EXERCISE 1: Reproduce the passage about David Lloyd George word for word.

I have seen David Lloyd George, present Prime Minister of England, as the young political free-lance fighting furiously for unpopular causes, fighting sometimes from sheer love of battle. I have seen him in that same period in moods of persuasion and appeal pleading the cause of the inarticulate masses of the poor with an intensity which has thrilled a placid British audience to the verge of tears. Since then I have seen him under the venomous attacks of aristocrats and plutocrats in Parliament when his eyes have sparkled as he has turned on them and hissed out to their faces words which burned and seared them and caused them to shake with passion. And in the midst of this orgy of hate which encircled him I have seen him in his home with his twelve-year-old blue-eyed daughter Megan curled up in his lap, his face brimming with merriment as, with her arm around his neck, she asserted her will in regard to school and holidays over a happy and indulgent father. That is the kind of man who now rules England, rules her with an absoluteness granted to no man, king or statesman, since the British became a nation. A reserved people like the British, conservative by instinct, with centuries of caste feeling behind them, have unreservedly and with acclamation placed their fate in the hands of one who began life as a village boy. It was but recently I was talking with a blacksmith hammering out horseshoes at Llanystumdwy in Wales who was a school-mate of Lloyd George in those days not so very long ago. The Prime Minister still has his home down there and talks to the blacksmith and to others of his school companions, for he and they are still one people together, with ties which it is impossible for statecraft to break—or to forge. I have met Lloyd George in private, have seen him among his own people at his Welsh home, and for five years as a journalist I had the opportunity of observing him from the gallery of the British Houses of Parliament, five years during which he introduced his famous Budget, forced a fight with the House of Lords, and broke their power. I purpose to tell in plain words the drama of the man as I have seen it.

EXERCISE 2: Turn the entries from the line containing "roof of house -> masks, every instance" through the line containing "[[[240,107],[398,74],[428,0],[25,2],[29,43]]]" into a two-column CSV with the columns entry_text and answer. Give one row per entry, put each value in a single quoted field, and replace line breaks with spaces.

Entries in a dataset:
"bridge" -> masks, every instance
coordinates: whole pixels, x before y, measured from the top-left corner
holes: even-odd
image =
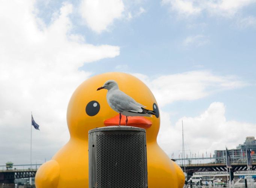
[[[179,165],[183,171],[185,170],[188,175],[188,178],[192,176],[193,173],[207,172],[209,174],[225,174],[227,173],[227,167],[224,163],[206,163],[197,164],[186,164]],[[231,179],[233,178],[234,173],[238,173],[243,172],[248,173],[247,164],[245,163],[232,163],[232,168],[230,169]],[[253,163],[252,167],[250,169],[250,173],[256,173],[256,163]]]
[[[6,170],[0,170],[0,184],[14,184],[15,179],[35,177],[38,170],[38,167],[42,164],[17,164],[13,165],[13,166],[17,167],[23,167],[23,169],[16,169],[17,168],[7,168]],[[24,169],[24,167],[35,167],[35,168],[29,168]],[[5,165],[1,165],[0,167],[5,167]]]

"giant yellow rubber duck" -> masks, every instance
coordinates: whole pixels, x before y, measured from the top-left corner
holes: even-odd
[[[120,90],[156,112],[152,117],[129,117],[128,124],[146,130],[149,188],[183,187],[185,177],[182,170],[170,159],[157,142],[160,116],[153,94],[136,77],[112,72],[88,79],[73,93],[67,112],[70,139],[51,160],[39,168],[35,177],[37,188],[88,187],[88,131],[119,124],[119,114],[108,104],[107,91],[96,91],[110,79],[116,81]],[[122,117],[121,125],[125,125],[125,116]]]

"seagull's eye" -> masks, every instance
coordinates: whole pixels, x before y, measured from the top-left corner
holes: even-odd
[[[153,104],[153,110],[155,112],[155,116],[158,118],[159,117],[159,110],[157,105],[155,103]]]
[[[99,104],[95,100],[89,102],[85,107],[85,112],[88,115],[93,116],[99,111]]]

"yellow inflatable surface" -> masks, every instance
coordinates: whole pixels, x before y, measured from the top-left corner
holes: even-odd
[[[120,90],[157,113],[152,117],[128,117],[128,125],[146,130],[149,188],[183,187],[183,171],[157,142],[160,116],[153,94],[138,78],[128,74],[113,72],[89,79],[73,93],[67,112],[70,139],[51,160],[39,168],[35,177],[37,188],[88,187],[88,131],[119,123],[118,113],[107,101],[107,91],[96,91],[110,79],[116,81]],[[121,125],[125,125],[125,116],[122,116]]]

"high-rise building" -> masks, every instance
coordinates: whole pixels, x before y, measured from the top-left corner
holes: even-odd
[[[231,159],[231,163],[246,163],[245,145],[252,151],[251,158],[253,162],[256,162],[256,140],[254,136],[246,137],[243,144],[239,144],[236,149],[229,149],[229,153]],[[215,150],[213,157],[217,163],[226,163],[226,149],[223,150]]]

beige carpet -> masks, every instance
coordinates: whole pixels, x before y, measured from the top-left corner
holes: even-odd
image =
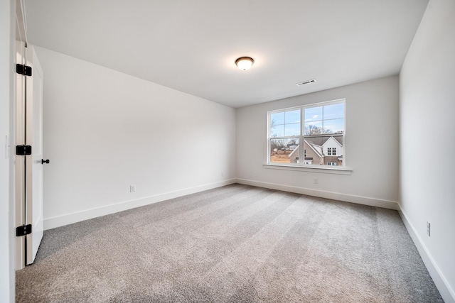
[[[233,184],[45,232],[18,302],[438,302],[395,211]]]

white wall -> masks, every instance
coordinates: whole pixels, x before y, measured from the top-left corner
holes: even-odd
[[[14,220],[10,115],[14,101],[14,1],[0,1],[0,302],[14,302]],[[6,136],[8,136],[8,143]]]
[[[402,217],[446,302],[455,302],[454,12],[455,1],[429,1],[400,77]]]
[[[267,111],[346,98],[346,147],[350,175],[278,170],[267,160]],[[398,201],[398,77],[238,109],[239,182],[396,208]],[[314,184],[314,178],[318,184]],[[359,197],[360,196],[360,197]]]
[[[234,109],[42,48],[36,53],[50,160],[45,228],[233,182]]]

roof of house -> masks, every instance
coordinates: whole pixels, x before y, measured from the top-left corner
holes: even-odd
[[[316,155],[318,155],[318,157],[321,158],[323,156],[323,155],[322,155],[319,152],[320,150],[319,148],[316,148],[322,147],[322,145],[331,138],[333,138],[335,140],[337,141],[338,143],[340,143],[341,146],[343,146],[343,135],[342,134],[332,133],[332,134],[328,134],[328,135],[315,135],[315,136],[305,136],[304,140],[306,142],[306,143],[309,145],[309,146],[313,150],[314,150]],[[291,157],[294,153],[296,153],[296,150],[299,149],[299,145],[298,145],[294,150],[292,150],[292,153],[289,154],[289,157]]]

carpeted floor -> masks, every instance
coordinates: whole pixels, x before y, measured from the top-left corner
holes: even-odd
[[[46,231],[16,302],[443,301],[397,211],[233,184]]]

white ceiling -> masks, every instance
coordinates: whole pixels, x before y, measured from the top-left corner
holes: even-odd
[[[240,107],[398,74],[428,0],[25,2],[29,43]]]

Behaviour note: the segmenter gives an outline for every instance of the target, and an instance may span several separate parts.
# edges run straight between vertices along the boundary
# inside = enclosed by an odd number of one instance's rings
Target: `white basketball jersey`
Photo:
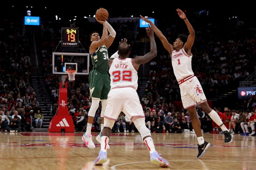
[[[194,74],[191,66],[192,59],[192,55],[188,55],[183,48],[172,52],[172,64],[177,81]]]
[[[132,62],[132,59],[129,58],[121,59],[118,57],[113,60],[108,71],[111,88],[117,86],[132,86],[137,89],[138,77]]]

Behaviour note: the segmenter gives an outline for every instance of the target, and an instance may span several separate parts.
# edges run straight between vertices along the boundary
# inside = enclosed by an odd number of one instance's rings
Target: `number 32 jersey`
[[[174,50],[172,52],[172,64],[178,81],[194,74],[191,62],[192,55],[189,55],[183,48],[179,51]]]
[[[137,71],[132,65],[132,59],[115,58],[112,61],[108,72],[110,74],[111,89],[131,86],[135,90],[137,89],[138,77]]]

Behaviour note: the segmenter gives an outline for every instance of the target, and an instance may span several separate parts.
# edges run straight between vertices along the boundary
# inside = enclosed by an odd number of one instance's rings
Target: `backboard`
[[[52,53],[52,74],[68,75],[67,69],[72,68],[77,75],[89,74],[89,53]]]

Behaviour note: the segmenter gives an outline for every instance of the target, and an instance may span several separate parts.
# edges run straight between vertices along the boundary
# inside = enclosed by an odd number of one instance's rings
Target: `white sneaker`
[[[99,135],[97,136],[97,137],[96,137],[96,140],[98,141],[98,142],[100,143],[100,134],[99,134]],[[109,145],[108,144],[108,145],[107,145],[107,149],[110,149],[110,147],[109,146]]]
[[[82,137],[83,141],[84,142],[85,145],[87,147],[90,148],[95,148],[95,145],[92,142],[92,135],[88,135],[86,136],[85,133]]]

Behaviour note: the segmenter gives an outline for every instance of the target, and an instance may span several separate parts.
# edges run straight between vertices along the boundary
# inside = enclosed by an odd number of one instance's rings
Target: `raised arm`
[[[123,41],[123,39],[122,39],[121,40],[121,41],[119,42],[119,45],[120,45],[122,43],[126,43],[127,42],[127,39],[125,38],[124,40]],[[129,45],[129,46],[130,46],[130,45]],[[115,58],[118,58],[118,57],[119,57],[119,55],[118,54],[118,51],[115,53],[113,55],[112,55],[111,56],[110,58],[108,59],[108,66],[109,66],[109,68],[110,68],[110,67],[112,64],[112,62],[113,61],[113,60]]]
[[[147,34],[150,39],[150,52],[143,56],[137,56],[132,59],[132,65],[137,70],[138,70],[140,64],[148,62],[157,55],[156,45],[156,41],[155,41],[154,32],[149,25],[148,27],[146,28],[146,32]]]
[[[161,41],[161,42],[162,42],[162,44],[164,45],[164,48],[169,52],[170,54],[171,54],[172,52],[174,49],[173,47],[169,43],[166,37],[164,35],[162,32],[159,30],[159,29],[157,28],[155,24],[153,24],[152,21],[147,18],[143,17],[141,15],[140,15],[140,16],[142,19],[150,24],[154,32]]]
[[[108,32],[109,32],[109,34],[108,36],[108,40],[106,43],[106,47],[107,47],[107,48],[108,49],[111,45],[111,44],[112,44],[112,43],[113,43],[113,41],[114,41],[115,37],[116,37],[116,33],[115,30],[113,28],[113,27],[107,21],[106,21],[106,25],[107,29]]]
[[[98,47],[106,45],[108,40],[108,30],[107,29],[106,27],[105,22],[98,20],[97,18],[96,20],[103,25],[103,31],[101,38],[98,41],[94,41],[91,44],[89,50],[90,54],[92,54],[96,51]]]
[[[188,27],[188,31],[189,32],[189,35],[188,37],[188,40],[187,41],[187,42],[184,44],[183,48],[185,50],[185,51],[188,55],[191,55],[191,48],[192,48],[192,46],[194,43],[194,41],[195,41],[195,37],[196,36],[196,34],[195,33],[195,30],[193,29],[192,26],[191,25],[188,18],[187,18],[184,12],[182,11],[178,8],[176,11],[178,12],[178,15],[180,16],[180,17],[184,20],[187,26]]]

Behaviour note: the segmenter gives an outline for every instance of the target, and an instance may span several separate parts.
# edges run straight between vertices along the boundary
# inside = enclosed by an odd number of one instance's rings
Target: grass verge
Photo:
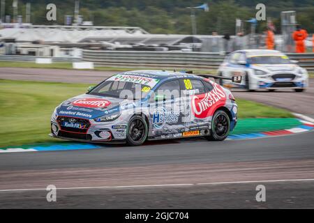
[[[0,79],[0,147],[56,141],[50,138],[50,116],[54,107],[70,97],[84,93],[89,85]],[[285,110],[237,100],[244,118],[288,118]]]

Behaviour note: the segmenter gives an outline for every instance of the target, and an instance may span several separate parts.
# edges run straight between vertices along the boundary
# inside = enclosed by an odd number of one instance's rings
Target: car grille
[[[274,75],[271,77],[276,81],[277,78],[290,78],[291,80],[294,79],[295,75],[294,74],[277,74]]]
[[[292,88],[296,85],[293,82],[275,82],[271,86],[271,88]]]
[[[78,133],[86,133],[91,126],[91,123],[88,119],[79,118],[72,118],[66,116],[59,116],[57,118],[57,121],[61,128],[61,130],[68,131],[71,132],[78,132]],[[69,123],[77,123],[80,124],[82,128],[72,128],[68,126],[63,126],[63,123],[67,122]]]
[[[59,131],[58,137],[75,139],[91,140],[91,135],[90,134],[73,133],[62,130]]]

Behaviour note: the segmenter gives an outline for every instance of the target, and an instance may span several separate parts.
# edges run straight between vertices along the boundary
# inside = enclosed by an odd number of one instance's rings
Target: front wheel
[[[141,116],[133,116],[128,125],[126,143],[129,146],[140,146],[147,138],[148,127],[144,117]]]
[[[230,119],[225,112],[218,110],[211,120],[211,135],[207,139],[211,141],[223,141],[230,131]]]

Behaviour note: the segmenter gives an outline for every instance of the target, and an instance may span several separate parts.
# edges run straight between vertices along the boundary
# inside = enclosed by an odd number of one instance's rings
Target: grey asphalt
[[[5,153],[0,190],[314,178],[314,132],[259,139]],[[269,199],[255,200],[257,185]],[[269,185],[269,186],[268,186]],[[0,192],[1,208],[314,208],[314,181]],[[197,203],[195,203],[197,201]]]
[[[0,79],[33,80],[65,83],[97,84],[118,71],[77,70],[62,69],[40,69],[1,68]],[[305,92],[295,93],[292,90],[267,92],[244,92],[232,91],[236,98],[252,100],[303,114],[314,116],[314,79],[310,79],[310,87]]]
[[[1,68],[0,78],[94,84],[112,73]],[[301,93],[235,94],[313,116],[313,89]],[[45,188],[50,184],[57,187],[114,187],[314,178],[313,139],[311,131],[220,142],[191,139],[140,147],[118,145],[95,150],[3,153],[0,155],[0,190]],[[255,200],[256,183],[58,190],[54,203],[46,201],[43,190],[0,191],[0,208],[313,208],[313,184],[264,183],[269,195],[262,203]]]

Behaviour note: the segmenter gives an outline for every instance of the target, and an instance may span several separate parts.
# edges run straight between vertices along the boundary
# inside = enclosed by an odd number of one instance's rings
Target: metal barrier
[[[38,58],[52,59],[52,62],[79,62],[80,58],[73,57],[50,57],[50,56],[22,56],[22,55],[0,55],[0,61],[24,61],[35,62]]]
[[[290,59],[308,70],[314,70],[314,53],[287,54]],[[139,52],[83,50],[82,59],[45,57],[20,55],[0,55],[1,61],[31,61],[37,58],[50,58],[52,62],[94,62],[96,66],[115,67],[158,68],[176,69],[216,69],[224,55],[219,53],[183,52]]]
[[[314,54],[287,54],[291,59],[308,70],[314,70]],[[219,53],[183,52],[137,52],[83,50],[82,60],[94,62],[96,66],[216,69],[224,55]]]

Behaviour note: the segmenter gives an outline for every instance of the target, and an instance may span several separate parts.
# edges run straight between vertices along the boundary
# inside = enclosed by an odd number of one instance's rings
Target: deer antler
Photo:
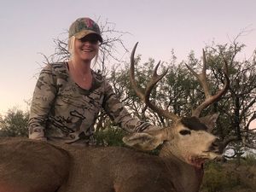
[[[135,44],[135,46],[134,46],[134,48],[131,51],[131,54],[130,80],[131,80],[132,88],[134,89],[134,90],[135,90],[136,94],[137,95],[137,96],[149,108],[151,108],[153,111],[156,112],[158,114],[160,114],[161,116],[164,116],[167,119],[172,119],[173,121],[177,121],[179,119],[178,116],[177,116],[176,114],[174,114],[172,113],[170,113],[167,110],[164,110],[162,108],[158,108],[157,106],[155,106],[154,104],[153,104],[149,101],[150,92],[153,90],[154,86],[157,84],[157,82],[159,82],[167,73],[167,71],[168,71],[168,70],[166,70],[161,75],[157,74],[157,69],[158,69],[159,65],[160,64],[160,61],[159,61],[159,63],[154,67],[152,79],[150,79],[150,81],[147,84],[145,93],[143,93],[142,91],[142,90],[137,86],[137,84],[135,81],[135,75],[134,75],[134,54],[135,54],[135,50],[137,49],[137,44],[138,43],[137,43]]]
[[[186,64],[189,71],[196,77],[196,79],[200,82],[201,85],[203,88],[205,96],[206,96],[205,101],[200,106],[198,106],[195,110],[192,111],[192,116],[199,117],[202,109],[207,108],[209,105],[218,101],[220,97],[227,91],[230,86],[230,79],[228,76],[228,62],[224,58],[224,73],[225,76],[224,84],[223,89],[218,90],[218,92],[217,92],[213,96],[210,94],[207,81],[207,67],[206,67],[207,58],[206,58],[205,50],[203,49],[203,68],[201,73],[200,74],[196,73],[189,66]]]

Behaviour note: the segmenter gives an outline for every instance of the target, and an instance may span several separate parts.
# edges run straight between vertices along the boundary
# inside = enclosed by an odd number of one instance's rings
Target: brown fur
[[[196,191],[201,174],[178,159],[124,148],[61,148],[13,137],[0,139],[0,192],[181,192],[190,183]]]

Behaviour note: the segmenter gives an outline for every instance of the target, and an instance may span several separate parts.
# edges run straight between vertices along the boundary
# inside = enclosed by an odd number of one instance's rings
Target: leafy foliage
[[[16,108],[9,109],[0,119],[0,136],[27,137],[28,113]]]

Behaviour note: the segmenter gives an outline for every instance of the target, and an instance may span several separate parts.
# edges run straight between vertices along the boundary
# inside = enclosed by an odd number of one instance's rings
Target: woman
[[[102,38],[90,18],[76,20],[69,28],[68,62],[47,65],[37,82],[28,123],[29,138],[92,144],[96,119],[102,108],[124,130],[155,128],[132,118],[111,85],[90,68]]]

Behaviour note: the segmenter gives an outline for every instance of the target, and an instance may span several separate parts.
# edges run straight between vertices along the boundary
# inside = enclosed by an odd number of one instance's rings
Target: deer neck
[[[198,192],[203,177],[203,168],[197,168],[181,160],[173,153],[165,150],[160,153],[160,157],[165,162],[170,177],[174,180],[177,191]]]

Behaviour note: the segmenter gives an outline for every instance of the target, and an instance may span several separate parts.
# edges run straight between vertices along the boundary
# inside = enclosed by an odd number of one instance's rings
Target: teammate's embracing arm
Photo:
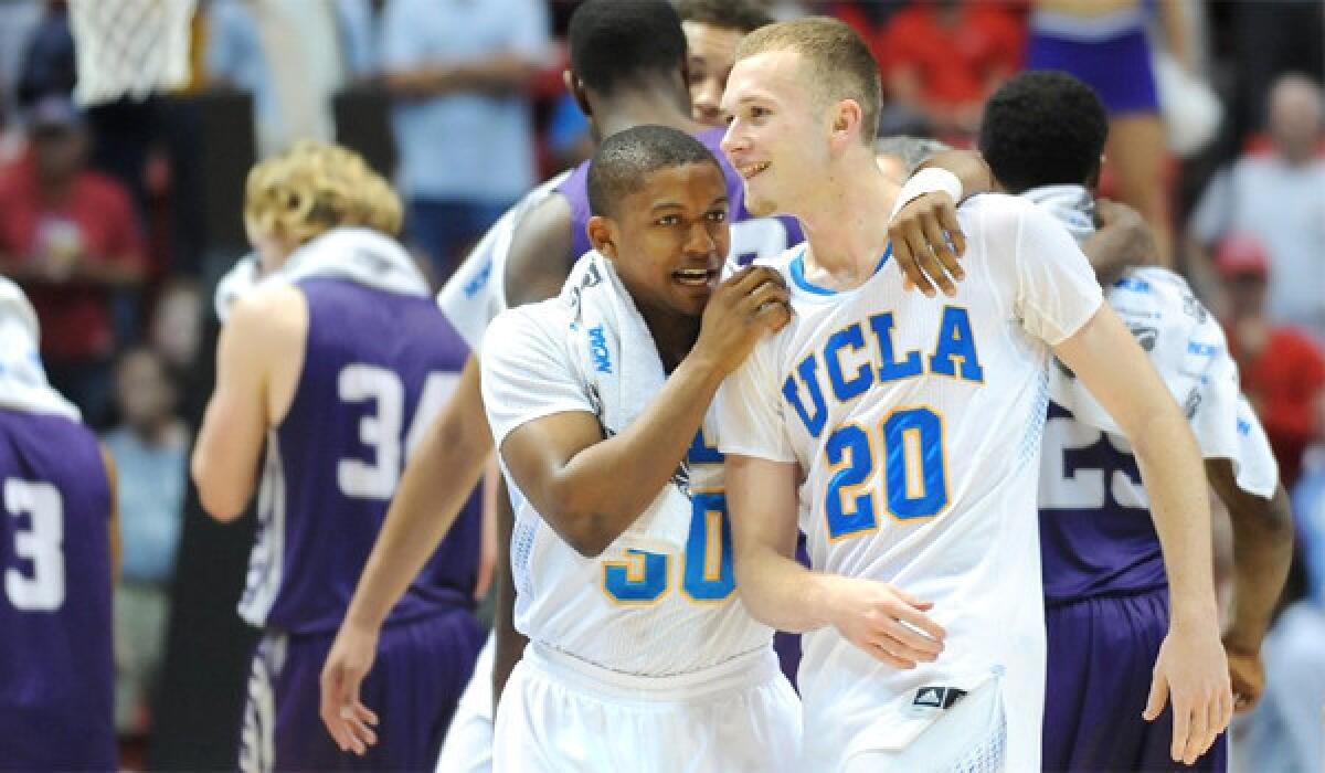
[[[718,385],[765,330],[784,324],[786,304],[786,286],[767,268],[743,269],[719,285],[694,349],[648,408],[606,440],[570,363],[541,334],[539,321],[519,310],[502,314],[489,337],[525,345],[485,357],[482,386],[511,479],[571,548],[600,554],[666,485]]]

CORRECT ANSWER 1:
I have seen David Lloyd George, present Prime Minister of England, as the young political free-lance fighting furiously for unpopular causes, fighting sometimes from sheer love of battle. I have seen him in that same period in moods of persuasion and appeal pleading the cause of the inarticulate masses of the poor with an intensity which has thrilled a placid British audience to the verge of tears. Since then I have seen him under the venomous attacks of aristocrats and plutocrats in Parliament when his eyes have sparkled as he has turned on them and hissed out to their faces words which burned and seared them and caused them to shake with passion. And in the midst of this orgy of hate which encircled him I have seen him in his home with his twelve-year-old blue-eyed daughter Megan curled up in his lap, his face brimming with merriment as, with her arm around his neck, she asserted her will in regard to school and holidays over a happy and indulgent father. That is the kind of man who now rules England, rules her with an absoluteness granted to no man, king or statesman, since the British became a nation. A reserved people like the British, conservative by instinct, with centuries of caste feeling behind them, have unreservedly and with acclamation placed their fate in the hands of one who began life as a village boy. It was but recently I was talking with a blacksmith hammering out horseshoes at Llanystumdwy in Wales who was a school-mate of Lloyd George in those days not so very long ago. The Prime Minister still has his home down there and talks to the blacksmith and to others of his school companions, for he and they are still one people together, with ties which it is impossible for statecraft to break—or to forge. I have met Lloyd George in private, have seen him among his own people at his Welsh home, and for five years as a journalist I had the opportunity of observing him from the gallery of the British Houses of Parliament, five years during which he introduced his famous Budget, forced a fight with the House of Lords, and broke their power. I purpose to tell in plain words the drama of the man as I have seen it.

CORRECT ANSWER 2:
entry_text,answer
"roof of house -> masks, every instance coordinates: whole pixels, x before y, measured from the top-left corner holes: even-odd","[[[316,155],[318,155],[318,157],[321,158],[323,156],[323,155],[322,155],[319,152],[320,150],[319,148],[316,148],[322,147],[322,145],[331,138],[333,138],[335,140],[337,141],[338,143],[340,143],[341,146],[343,146],[343,135],[342,134],[332,133],[332,134],[328,134],[328,135],[315,135],[315,136],[305,136],[304,140],[306,142],[306,143],[309,145],[309,146],[313,150],[314,150]],[[291,157],[294,153],[296,153],[296,150],[299,149],[299,145],[298,145],[294,150],[292,150],[292,153],[289,154],[289,157]]]"
"carpeted floor -> masks, every instance coordinates: whole pixels, x before y, measured from the top-left corner holes: even-odd","[[[46,231],[16,302],[443,301],[397,211],[233,184]]]"
"white ceiling -> masks, every instance coordinates: whole pixels, x before y, measured from the top-left corner holes: even-odd","[[[240,107],[398,74],[428,0],[25,2],[29,43]]]"